■ **Passage given**
####################

This is the qualifying process for the 2022 Rugby World Cup Sevens with the aim of selecting the men's national rugby sevens teams that will compete in the tournament in Cape Town, South Africa. A total of 59 nations took part in the qualifying process.

General 
The tournament is organized by World Rugby to be held from the 9th to the 11th of September 2022, twenty-four teams in total will be competing. South Africa automatically qualified as hosts as well as the eight quarterfinalists of the 2018 Rugby World Cup Sevens. The other 16 teams qualified through their respective regional tournaments.

Qualified teams

Qualifying

Africa 

14 teams competed in the Rugby Africa's Sevens tournament on 23–24 April 2022 in Kampala, Uganda contesting for the three qualifying spots. Uganda, Zimbabwe, and Kenya qualified for the World Cup.

####################

■ **Data supplied**
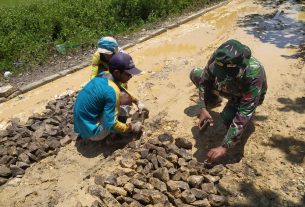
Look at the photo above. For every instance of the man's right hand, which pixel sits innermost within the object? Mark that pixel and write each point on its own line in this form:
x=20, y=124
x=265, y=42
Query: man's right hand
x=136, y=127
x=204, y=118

####################

■ **To be done**
[a] Answer these questions from the passage on qualifying for the 2022 Rugby World Cup Sevens:
(i) How many nations took part in the qualifying process?
(ii) On which dates was the tournament to be held?
(iii) Which teams qualified for the World Cup from the Rugby Africa's Sevens tournament?
[b] Recast the listing above as a JSON list of strings, one string per line, with blank lines omitted. Leave the picture out.

■ **Replies**
[a]
(i) 59 nations
(ii) From the 9th to the 11th of September 2022
(iii) Uganda, Zimbabwe, and Kenya

[b]
[
  "Look at the photo above. For every instance of the man's right hand, which pixel sits innermost within the object? Mark that pixel and write each point on its own line in this form:",
  "x=20, y=124",
  "x=265, y=42",
  "Query: man's right hand",
  "x=136, y=127",
  "x=204, y=118"
]